### Actions to take
**a.** Rewrite everything in the NSPCC helpline article from "The NSPCC’s helpline" down to "emotional abuse and neglect.", changing "helpline" to "hotline".
**b.** Using the NSPCC helpline article, decide whether each statement agrees with it. Answer yes or no for each and quote the words that settle it.
(i) The adult helpline received 8,287 contacts in May.
(ii) The helpline made 522 referrals to agencies in the East of England in April.
(iii) The charity partnered with Deliveroo to train delivery drivers.
**c.** According to the NSPCC helpline article, what share of the contacts received was referred on to local authorities or the police?
(Passage provided)
A RISING tide of contacts to the NSPCC helpline over the last three months has reinforced how children have been the hidden victims of the coronavirus crisis.
The charity reveals how in April, May and June they heard from more than 22,000 adults across the UK with concerns for the wellbeing of a child.
This is an increase of almost a third (32%) on the monthly average for the three months prior to the lockdown with May seeing 8,287 contacts, the highest number ever made to the adult helpline in a single month on record.
The helpline made 1,329 referrals to agencies in the East of England such as local authorities or police in April, May and June. Of these, 522 took place in June.
The data release comes a week after the Education Secretary set-out plans to get young people back to school fulltime, and the NSPCC is today urging the Government to ensure the recovery plan addresses the full range of children’s needs.
The NSPCC’s helpline is a national service for adults to use if they have concerns about the wellbeing of a child.
During the lockdown, the charity has received support from the Government to expand and raise awareness of the helpline, and signed a partnership with Deliveroo to train their delivery drivers to spot the signs of child abuse.
The main issues confronting NSPCC child safety experts across this period were parental behaviour, physical and emotional abuse and neglect.
Around 40% of the contacts received were referred on to local authorities or the police for further action, which is also a slight increase on pre-lockdown levels.
One adult who spoke to the NSPCC helpline during the lockdown said:
“I’ve become increasingly disturbed by the noises coming from one of one my neighbours – it’s been getting worse since the lockdown. I can hear the mother shouting and swearing at her two little ones, it sounds vengeful and aggressive. Sometimes the mother locks her kids out in the front garden as punishment – last time this happened the youngest was crying hysterically for half an hour, it was awful. Is there anything you can do?”
These figures from the charity back up the findings of a research report it recently released – ‘Social Isolation and the risk of child maltreatment in the lockdown and beyond’ – which underlines how increasing parental and family stress, reductions in protective services and the intensification of pressures on children’s emotional wellbeing caused by lockdown can increase the risk of abuse and neglect.
These traumatic experiences can have a devastating impact on children’s health and wellbeing and can stop children from learning, with the long-term effects following them into adulthood.
However, the NSPCC said that their expertise in delivering children’s services showed that with the right support young people can recover and be helped to move on with their lives.
Last week the charity signed up to a joint statement by almost 150 charities and organisations calling on the Prime Minister and the Chancellor to put children on a par with health and the economy when it comes to recovery.
Now the charity is calling on the Government to urgently commit to a children’s recovery plan which sets out how they will:
Deliver the long-term investment in children’s social care that is needed to provide high quality preventative and therapeutic services for children in every part of the country;
Invest in rebuilding support for families with babies and young children who have missed out on the normal support from health visitors during the lockdown;
Support multi-agency partnerships of the local authority, NHS and police to work with schools to review support for children known to the designated safeguarding lead, and identify those who continue to miss class with a plan to understand and address any barriers to a child’s school attendance;
Ensure schools are ready to help all children who need it – particularly those who may have suffered abuse, neglect or other traumatic experiences during the lockdown. Schools must be equipped to recognise and respond sensitively to children who have experienced physical or mental harm, trauma or adverse experiences when they return to the classroom. This includes putting in place support for teachers to enable them to support children confidently, including training on child development science and how trauma can manifest in behavioural problems or poor emotional regulation.
(End Passage provided)
(Supplied material)
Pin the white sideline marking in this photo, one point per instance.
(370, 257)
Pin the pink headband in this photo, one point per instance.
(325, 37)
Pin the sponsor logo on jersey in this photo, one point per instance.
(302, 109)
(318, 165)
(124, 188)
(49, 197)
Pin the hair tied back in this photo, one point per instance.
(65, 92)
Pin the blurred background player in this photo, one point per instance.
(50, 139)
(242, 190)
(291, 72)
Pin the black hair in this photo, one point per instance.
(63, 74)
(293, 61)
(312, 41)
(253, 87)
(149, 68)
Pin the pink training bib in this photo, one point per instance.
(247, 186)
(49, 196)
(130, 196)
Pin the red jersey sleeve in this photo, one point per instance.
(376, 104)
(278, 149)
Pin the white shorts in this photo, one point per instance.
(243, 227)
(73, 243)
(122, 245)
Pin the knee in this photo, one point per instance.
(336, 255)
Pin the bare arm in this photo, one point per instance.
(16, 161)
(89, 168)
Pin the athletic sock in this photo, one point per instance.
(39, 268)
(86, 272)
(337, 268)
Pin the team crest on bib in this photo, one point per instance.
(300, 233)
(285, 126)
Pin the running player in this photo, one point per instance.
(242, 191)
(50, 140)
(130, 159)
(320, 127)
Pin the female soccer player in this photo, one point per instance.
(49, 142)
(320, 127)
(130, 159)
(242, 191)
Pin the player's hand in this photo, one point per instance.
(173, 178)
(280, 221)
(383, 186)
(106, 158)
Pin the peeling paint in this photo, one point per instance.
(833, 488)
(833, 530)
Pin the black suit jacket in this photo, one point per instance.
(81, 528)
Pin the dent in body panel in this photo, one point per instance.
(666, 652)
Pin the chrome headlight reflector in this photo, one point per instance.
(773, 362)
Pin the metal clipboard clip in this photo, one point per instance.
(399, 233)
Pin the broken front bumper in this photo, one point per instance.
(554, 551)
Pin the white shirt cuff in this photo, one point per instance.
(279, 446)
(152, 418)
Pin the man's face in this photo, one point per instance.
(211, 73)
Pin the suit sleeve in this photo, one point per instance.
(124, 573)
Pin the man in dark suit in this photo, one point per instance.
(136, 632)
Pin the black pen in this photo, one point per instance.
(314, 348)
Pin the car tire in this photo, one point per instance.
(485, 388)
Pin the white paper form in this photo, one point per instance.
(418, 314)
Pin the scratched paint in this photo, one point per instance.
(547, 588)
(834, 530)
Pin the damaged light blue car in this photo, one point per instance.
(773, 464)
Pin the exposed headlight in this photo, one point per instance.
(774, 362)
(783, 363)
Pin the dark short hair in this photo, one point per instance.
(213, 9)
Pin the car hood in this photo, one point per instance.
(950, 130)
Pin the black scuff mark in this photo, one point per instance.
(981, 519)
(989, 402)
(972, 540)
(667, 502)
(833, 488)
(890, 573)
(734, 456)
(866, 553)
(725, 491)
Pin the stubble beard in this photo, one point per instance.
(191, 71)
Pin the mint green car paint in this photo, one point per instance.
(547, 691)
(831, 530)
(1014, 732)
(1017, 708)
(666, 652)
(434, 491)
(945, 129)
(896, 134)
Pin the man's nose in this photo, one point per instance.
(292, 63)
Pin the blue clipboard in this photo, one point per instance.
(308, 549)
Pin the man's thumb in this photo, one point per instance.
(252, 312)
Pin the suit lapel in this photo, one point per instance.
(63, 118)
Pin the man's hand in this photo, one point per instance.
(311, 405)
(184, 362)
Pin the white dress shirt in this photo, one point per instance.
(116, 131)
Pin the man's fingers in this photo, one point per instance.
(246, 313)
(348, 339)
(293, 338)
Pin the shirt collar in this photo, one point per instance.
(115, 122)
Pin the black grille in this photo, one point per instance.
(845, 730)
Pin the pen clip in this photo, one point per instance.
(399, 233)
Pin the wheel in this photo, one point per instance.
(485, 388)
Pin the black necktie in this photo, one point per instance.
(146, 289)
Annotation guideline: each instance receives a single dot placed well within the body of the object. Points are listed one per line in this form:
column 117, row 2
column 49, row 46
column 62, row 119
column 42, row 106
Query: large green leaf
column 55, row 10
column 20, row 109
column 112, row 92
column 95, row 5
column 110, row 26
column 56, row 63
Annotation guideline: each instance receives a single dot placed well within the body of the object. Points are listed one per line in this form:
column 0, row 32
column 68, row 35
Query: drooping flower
(End Supplied material)
### Activity answers
**a.**
The NSPCC’s hotline is a national service for adults to use if they have concerns about the wellbeing of a child.
During the lockdown, the charity has received support from the Government to expand and raise awareness of the hotline, and signed a partnership with Deliveroo to train their delivery drivers to spot the signs of child abuse.
The main issues confronting NSPCC child safety experts across this period were parental behaviour, physical and emotional abuse and neglect.

**b.**
(i) Yes: "May seeing 8,287 contacts, the highest number ever made to the adult helpline in a single month on record."
(ii) No: "Of these, 522 took place in June."
(iii) Yes: "signed a partnership with Deliveroo to train their delivery drivers to spot the signs of child abuse."

**c.** Around 40% of the contacts received.